== Given passage ==
========================

The ethical safeguards and NHS red tape following the Alder Hey body parts scandal are stifling research into new medicines, according to researchers. With restrictions on approaching study volunteers, excessive paperwork, and seemingly arbitrary judgments by ethics committees many doctors have been deterred from getting studies up and running.
Jenny Hewison, a clinical researcher at Leeds University said, "That's a disaster and it is absolutely not in the public interest."
She and Andy Haines at the London School of Hygiene and Tropical Medicine, has written to the British Medical Journal criticising the regulations connected with consent from research volunteers.
This would lead to a dramatic cut down of the number of people that would be available for a study and thereby biases the study group rendering research invalid. Professor Hewison said, "It's not just cost or time, it is affecting the quality of the work," said. According to her most people would be happy to be contacted when they hear that the study might help to develop new treatments. "We are not double glazing salesmen," she added.
Several doctors feel that after the Alder Hey hospital scandal in Liverpool, where children's body parts were retained illegally between 1988 and 1996 the ethics committee had swung out of control. In 2004 the BMJ produced an issue that listed several ethics committee horror stories, including a 64-page form which took 40 hours to fill in.
Stephen Dealler, a consultant microbiologist, said in the NHS several desperate colleagues had opted to break the rules and bypass ethics committees. He said, "If they asked the ethics committee it would take six months, they may well say no for no good reason, and so there's no bloody point."
Janet Darbyshire, head of the Medical Research Council's clinical trials unit, said: "There have certainly been a number of bureaucratic hurdles that have made it difficult to do research."
However she claimed that the NHS had recognised the problem and was taking steps to streamline research.

========================

== Input data ==
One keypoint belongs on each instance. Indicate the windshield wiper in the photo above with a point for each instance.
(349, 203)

========================

== What to work on ==
[A] Answer these questions about the article on medical research red tape:
(i) Between which years were children's body parts retained illegally at Alder Hey?
(ii) How long did the form listed in the 2004 BMJ issue take to fill in, and how many pages was it?
(iii) Who heads the Medical Research Council's clinical trials unit?
[B] Print the article on medical research red tape from "She and Andy" up to and including "from research volunteers.".
[C] In the article on medical research red tape, why does Stephen Dealler say some NHS colleagues bypass ethics committees? Answer in one to three sentences.

== Answers for the exercise ==
[A]
(i) Between 1988 and 1996.
(ii) It took 40 hours to fill in and was 64 pages long.
(iii) Janet Darbyshire.

[B]
She and Andy Haines at the London School of Hygiene and Tropical Medicine, has written to the British Medical Journal criticising the regulations connected with consent from research volunteers.

[C] Going to the ethics committee would take six months, and the committee might well say no for no good reason. So he concludes there is no point in asking.